"MORTALS! I have descended upon earth to make games that will change the course of history! Now go learn C# and photoshop and 3ds max and come back when you are worthy of my time! And bring some weed.
No, girl, you stay here. We will ensure coming of The Savior in the meantime."
It would seriously depend on how "devout" they are. If we get into the whole, "you worship Cookiegerard or we will attack you" then I would have to try and stop it. There is also the problem of them using my words against me, thinking I mean something else. I'm not really that great with explaining or getting points across correctly, so I think I might actually make things a lot worse then they started out as.
Wow, people are actually following me of all people? AHahahaahaha! Let me check again. For real?
Ohhohohohoho, my own slave-minions... I guess I'll be a good ruler. All I demand is all their money, kinky virgins, and servitude. I'll have them sell all their possessions and contribute to a survivalist collective, farming, constructing settlements, and some of them training to be assassins and missionaries. My power will grow even stronger... and anyone who proves a threat will be eliminated. Hahahaha!

========

- _WHAT TO WORK ON_:
(1) Translate this sentence from the posts about being worshipped into Spanish: "It would seriously depend on how "devout" they are."
(2) Duplicate the passage of the posts about being worshipped from "It would seriously" up to and including "started out as.".
The data after this point comes from a separate source, not from the posts about being worshipped.

- _GIVEN MATERIAL_:
========

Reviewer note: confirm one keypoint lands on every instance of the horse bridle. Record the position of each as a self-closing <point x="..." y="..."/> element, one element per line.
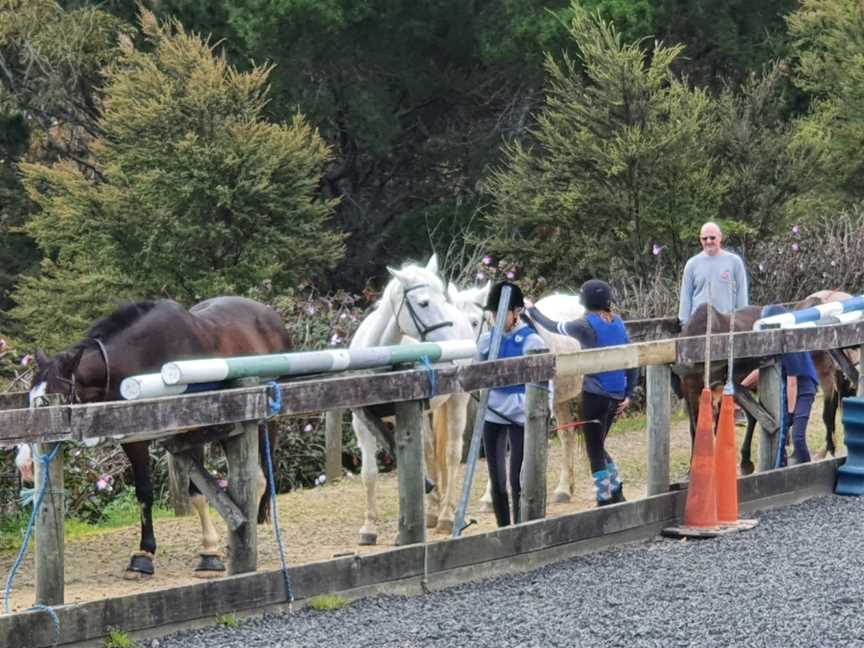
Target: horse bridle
<point x="72" y="395"/>
<point x="422" y="329"/>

========

- _TASK-BY-TASK ANSWERS_:
(1) Dependería seriamente de qué tan «devotos» sean.

(2)
It would seriously depend on how "devout" they are. If we get into the whole, "you worship Cookiegerard or we will attack you" then I would have to try and stop it. There is also the problem of them using my words against me, thinking I mean something else. I'm not really that great with explaining or getting points across correctly, so I think I might actually make things a lot worse then they started out as.